> **Given information**
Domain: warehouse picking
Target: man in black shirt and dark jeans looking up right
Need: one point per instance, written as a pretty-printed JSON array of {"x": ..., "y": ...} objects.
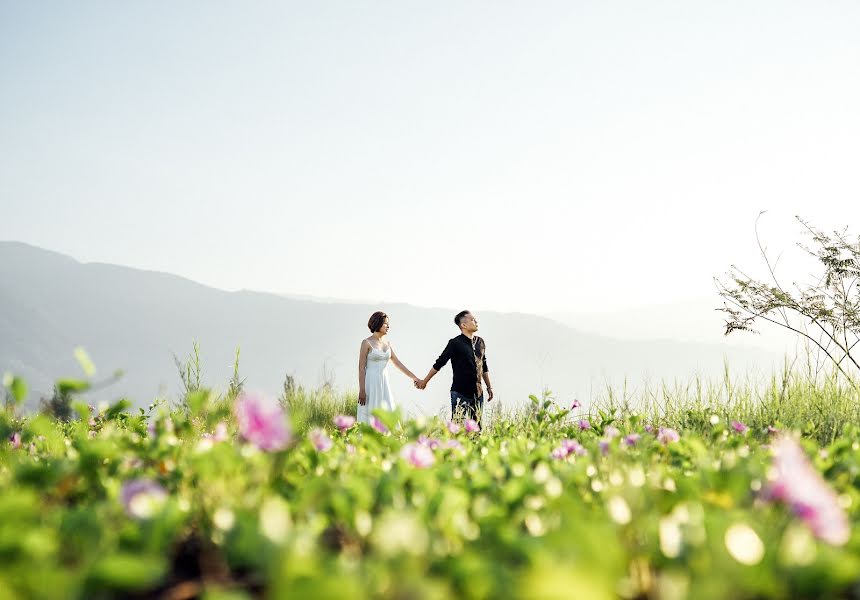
[{"x": 468, "y": 355}]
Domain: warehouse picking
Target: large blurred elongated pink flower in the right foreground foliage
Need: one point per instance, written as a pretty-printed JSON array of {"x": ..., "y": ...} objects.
[{"x": 799, "y": 485}]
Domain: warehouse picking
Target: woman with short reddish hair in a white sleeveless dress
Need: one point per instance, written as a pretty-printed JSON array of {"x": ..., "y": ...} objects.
[{"x": 374, "y": 390}]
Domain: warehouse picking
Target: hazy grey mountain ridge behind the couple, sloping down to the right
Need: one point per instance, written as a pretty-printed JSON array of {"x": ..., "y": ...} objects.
[{"x": 137, "y": 320}]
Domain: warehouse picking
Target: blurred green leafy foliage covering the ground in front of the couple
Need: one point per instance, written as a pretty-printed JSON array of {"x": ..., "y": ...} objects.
[{"x": 171, "y": 501}]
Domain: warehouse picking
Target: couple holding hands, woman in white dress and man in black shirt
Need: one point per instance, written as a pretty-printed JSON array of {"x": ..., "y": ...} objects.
[{"x": 467, "y": 353}]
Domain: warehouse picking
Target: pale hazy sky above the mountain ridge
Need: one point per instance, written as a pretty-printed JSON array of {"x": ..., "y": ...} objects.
[{"x": 513, "y": 156}]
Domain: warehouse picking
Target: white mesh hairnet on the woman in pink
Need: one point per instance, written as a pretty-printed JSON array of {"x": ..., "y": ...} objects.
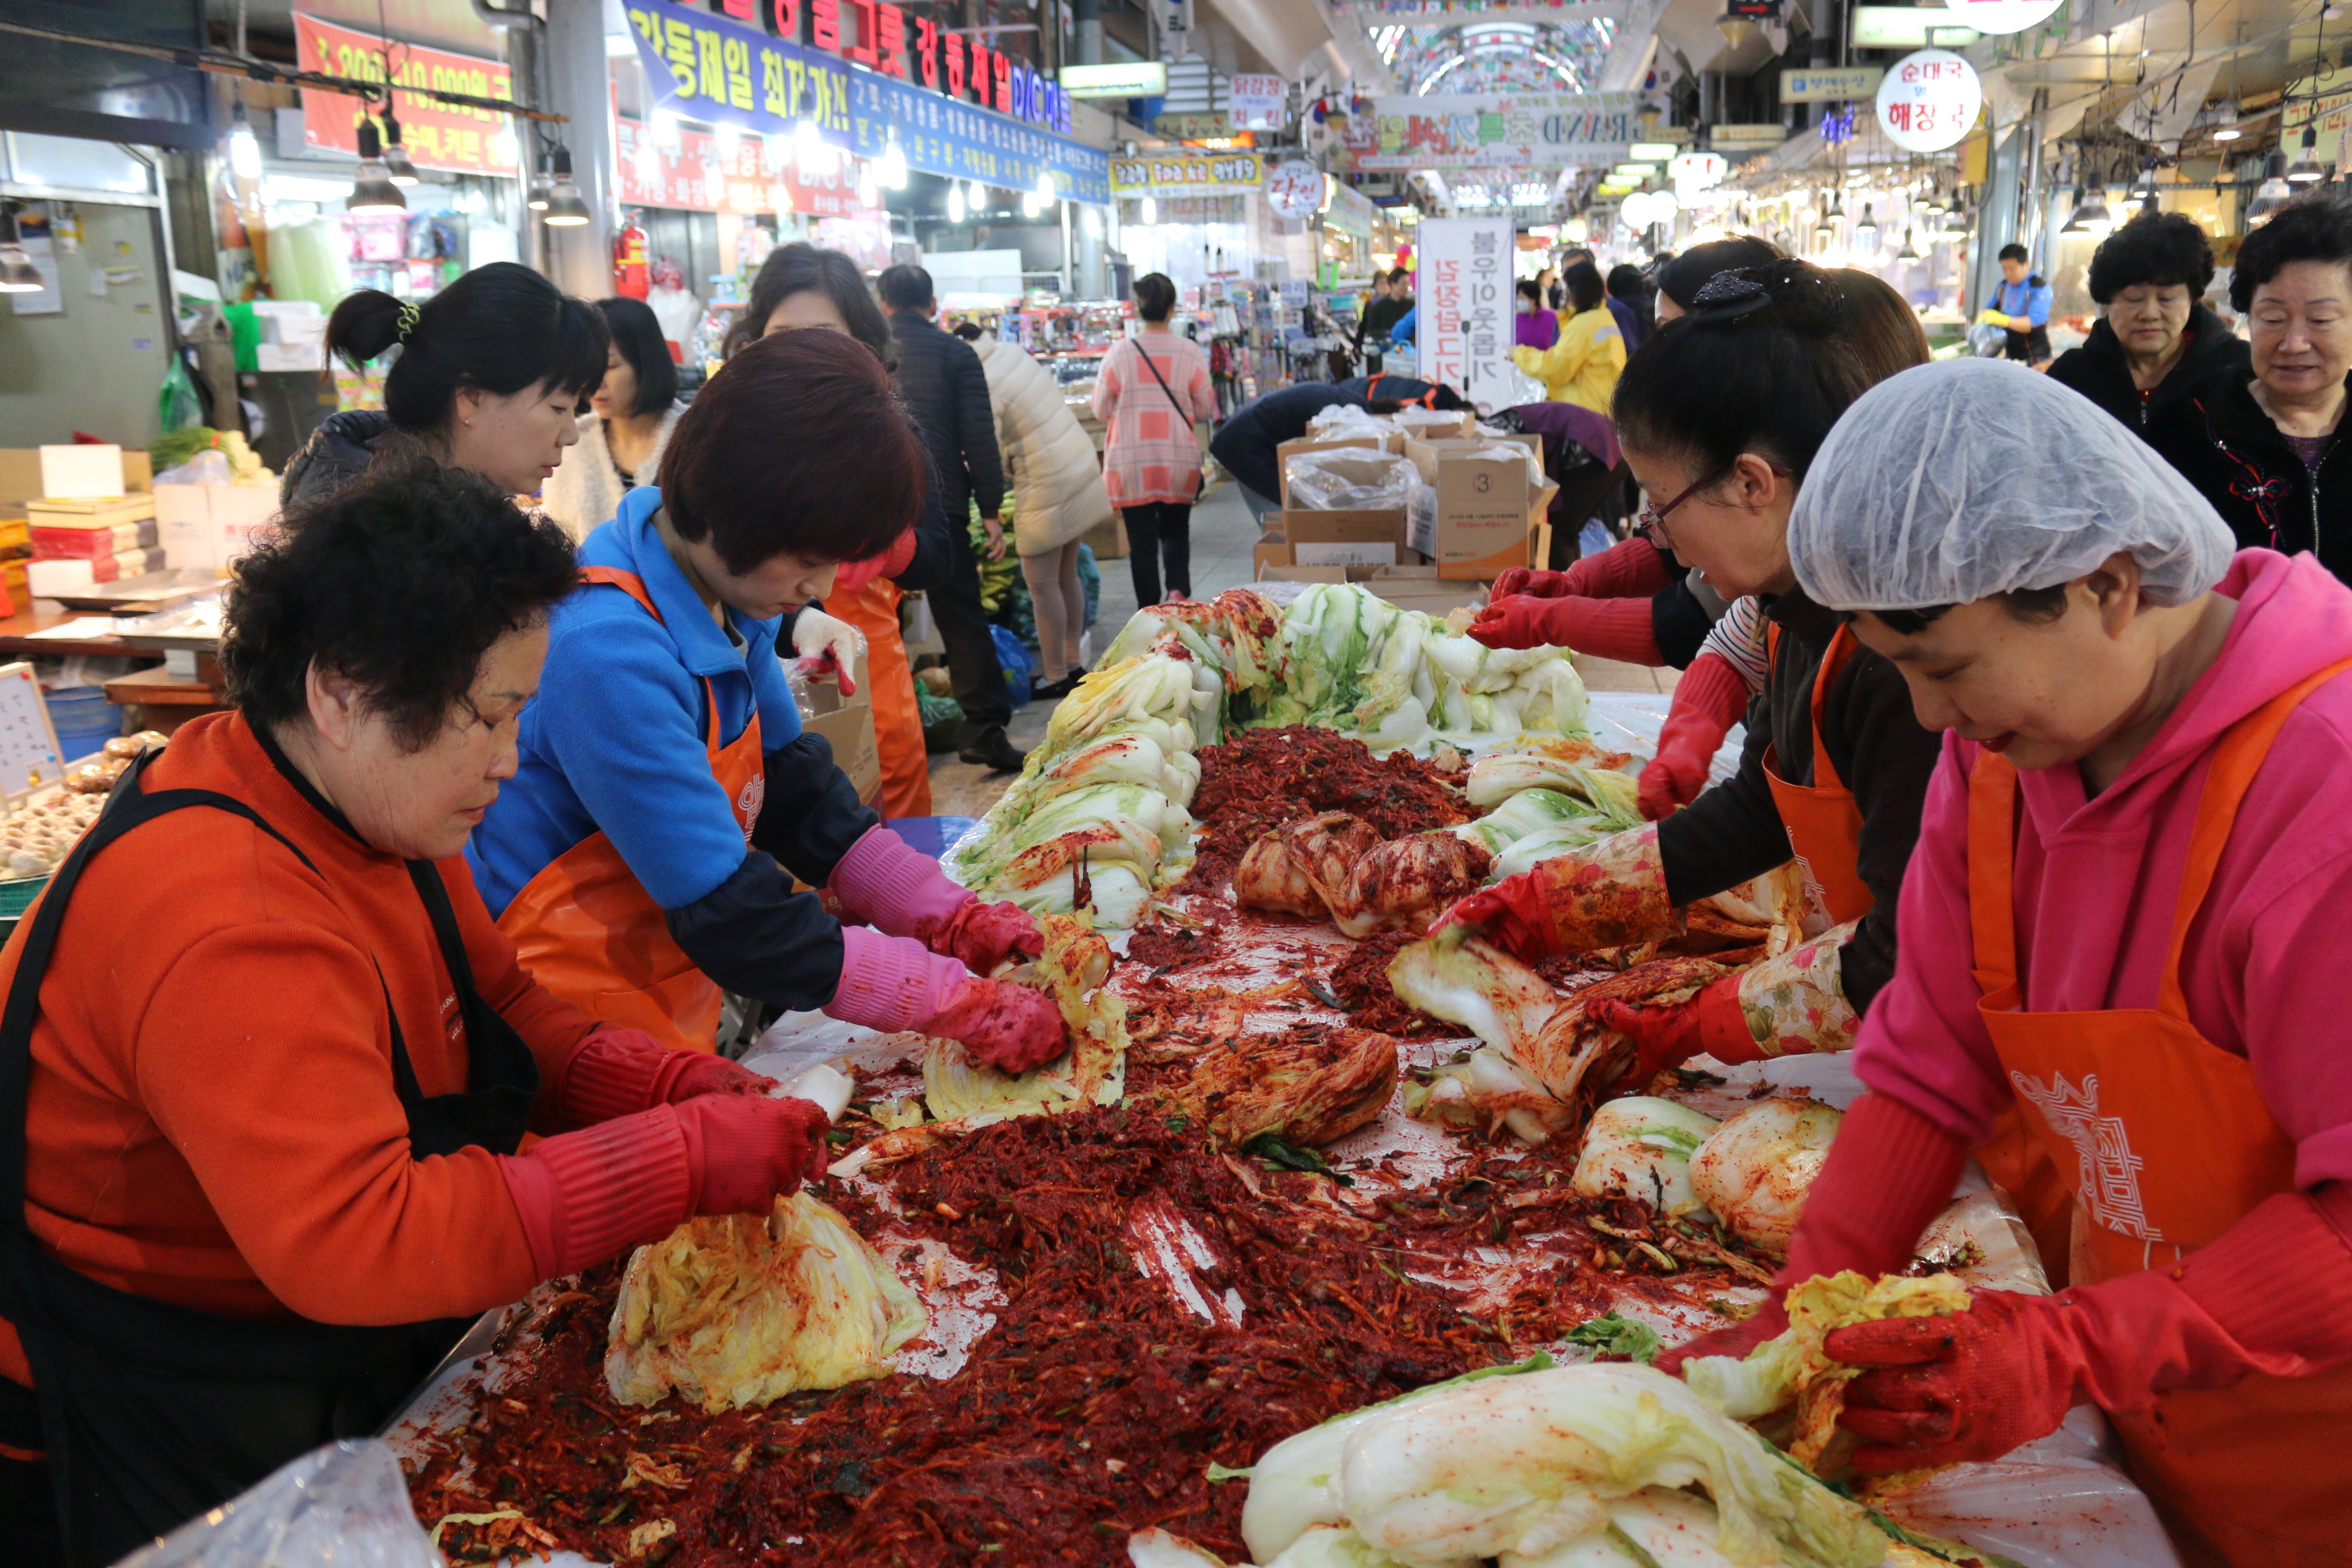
[{"x": 1967, "y": 478}]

> **Task requirements**
Please find each line in the records above that holds the word "mountain", and copy it.

> **Written solution**
Target: hazy grey mountain ridge behind the couple, sloping down to the right
Target: pale hazy sky above the mountain ridge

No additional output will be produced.